Парадоксально, но уралец Борис Рыжий нашел для самых душещипательных стихов — другой камень («Петербург», 1994):
Я уехал к чёрту в гости, только память и осталась.
Боже милый, что мне надо? Боже мой, такую малость —
так тихонечко скажи мне
страшной ночью два-три слова,
что в последний вечер жизни
я туда приеду снова.
Что, увидев пароходик, помашу ему рукою,
и гудок застынет долгий над осеннею Невою.
Вспомню жизнь свою глухую —
хороша, лишь счастья нету.
Камень хладный поцелую
и навеки в смерть уеду.
Вот вам и отзвук Фета:
Хочу нестись к тебе, лететь,
Как волны по равнине водной,
Поцеловать гранит холодный,
Поцеловать — и умереть!
С Рейном Рыжего свел все тот же Леонтьев. Это было в апрельской Москве 1997-го. Леонтьев позвонил Рейну: к вам, Евгений Борисович, хотят зайти молодые поэты с Урала. Мастер сказал («проорал»): пусть заходят. Это были Рыжий и Дозморов. Рейн встретил их в прихожей своей квартиры на улице Куусинена: ребята, у меня важное дело («работаю с автором»), поговорим потом как-нибудь. Принял их рукописи и надписал одну свою книжку, принесенную Дозморовым, — «Сапожок» — на двоих. Забавно, что со стихами Рейна познакомил Дозморова как раз Рыжий, в обмен на Слуцкого и Самойлова, открытых ему Олегом.

(Записи с подписанными рамками)
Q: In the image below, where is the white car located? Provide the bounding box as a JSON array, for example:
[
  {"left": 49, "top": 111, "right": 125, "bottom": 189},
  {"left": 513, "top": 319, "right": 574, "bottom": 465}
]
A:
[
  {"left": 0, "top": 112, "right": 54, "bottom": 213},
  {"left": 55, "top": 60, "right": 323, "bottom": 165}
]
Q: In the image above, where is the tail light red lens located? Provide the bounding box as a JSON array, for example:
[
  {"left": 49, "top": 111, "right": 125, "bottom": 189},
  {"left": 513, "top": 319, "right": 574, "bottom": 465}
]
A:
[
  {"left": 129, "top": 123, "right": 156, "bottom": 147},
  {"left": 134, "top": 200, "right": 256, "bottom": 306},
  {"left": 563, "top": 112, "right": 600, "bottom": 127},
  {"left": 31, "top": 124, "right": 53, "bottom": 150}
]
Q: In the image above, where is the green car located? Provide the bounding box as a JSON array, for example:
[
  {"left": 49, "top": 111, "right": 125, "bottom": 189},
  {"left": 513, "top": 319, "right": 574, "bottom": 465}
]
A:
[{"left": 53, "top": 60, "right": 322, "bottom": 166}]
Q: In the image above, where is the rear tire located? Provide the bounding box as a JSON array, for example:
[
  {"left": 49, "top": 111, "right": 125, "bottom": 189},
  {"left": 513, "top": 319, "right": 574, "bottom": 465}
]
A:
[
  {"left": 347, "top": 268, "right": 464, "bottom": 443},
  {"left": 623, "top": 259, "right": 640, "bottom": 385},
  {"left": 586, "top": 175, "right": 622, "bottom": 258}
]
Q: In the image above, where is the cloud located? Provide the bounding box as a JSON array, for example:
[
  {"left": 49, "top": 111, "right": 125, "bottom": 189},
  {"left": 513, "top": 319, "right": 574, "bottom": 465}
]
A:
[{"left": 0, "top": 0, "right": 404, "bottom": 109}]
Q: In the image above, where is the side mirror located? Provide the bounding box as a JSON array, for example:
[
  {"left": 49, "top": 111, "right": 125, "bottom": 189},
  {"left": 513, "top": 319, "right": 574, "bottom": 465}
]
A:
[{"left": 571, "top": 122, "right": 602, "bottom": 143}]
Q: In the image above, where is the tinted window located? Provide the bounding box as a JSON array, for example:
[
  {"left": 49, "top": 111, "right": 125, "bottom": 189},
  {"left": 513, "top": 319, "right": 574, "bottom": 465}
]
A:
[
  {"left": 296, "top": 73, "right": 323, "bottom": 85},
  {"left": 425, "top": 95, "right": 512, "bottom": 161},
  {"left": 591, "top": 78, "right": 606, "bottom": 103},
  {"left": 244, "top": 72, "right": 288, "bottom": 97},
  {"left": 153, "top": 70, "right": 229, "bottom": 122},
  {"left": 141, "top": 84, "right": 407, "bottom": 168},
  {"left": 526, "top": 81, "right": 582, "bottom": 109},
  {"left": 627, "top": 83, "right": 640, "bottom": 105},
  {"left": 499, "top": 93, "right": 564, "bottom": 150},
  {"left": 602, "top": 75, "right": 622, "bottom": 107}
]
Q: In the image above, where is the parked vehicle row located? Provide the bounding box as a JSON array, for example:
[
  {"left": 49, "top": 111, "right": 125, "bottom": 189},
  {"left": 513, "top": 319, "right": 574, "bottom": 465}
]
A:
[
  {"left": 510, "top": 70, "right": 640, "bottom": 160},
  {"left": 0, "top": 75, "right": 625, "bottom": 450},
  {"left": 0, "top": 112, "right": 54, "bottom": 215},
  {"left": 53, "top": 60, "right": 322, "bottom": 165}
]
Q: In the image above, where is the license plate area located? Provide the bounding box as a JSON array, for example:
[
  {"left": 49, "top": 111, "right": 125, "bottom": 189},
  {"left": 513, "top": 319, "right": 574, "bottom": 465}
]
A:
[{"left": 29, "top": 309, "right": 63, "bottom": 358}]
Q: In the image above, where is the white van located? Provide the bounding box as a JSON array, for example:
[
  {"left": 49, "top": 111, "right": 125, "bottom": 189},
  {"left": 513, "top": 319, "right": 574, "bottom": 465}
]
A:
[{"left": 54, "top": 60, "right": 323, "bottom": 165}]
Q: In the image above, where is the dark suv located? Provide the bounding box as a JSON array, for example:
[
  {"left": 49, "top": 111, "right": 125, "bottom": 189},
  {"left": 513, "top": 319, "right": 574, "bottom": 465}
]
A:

== Задания к выполнению ==
• a. Повторите дословно фрагмент текста о Борисе Рыжем между словами «Боже милый, что» и «туда приеду снова.» включительно.
• b. На какой улице находилась квартира, в прихожей которой Рейн встретил Рыжего и Дозморова, согласно тексту о Борисе Рыжем?

== Ответы по заданиям ==
• a.
Боже милый, что мне надо? Боже мой, такую малость —
так тихонечко скажи мне
страшной ночью два-три слова,
что в последний вечер жизни
я туда приеду снова.

• b. Квартира Рейна находилась на улице Куусинена.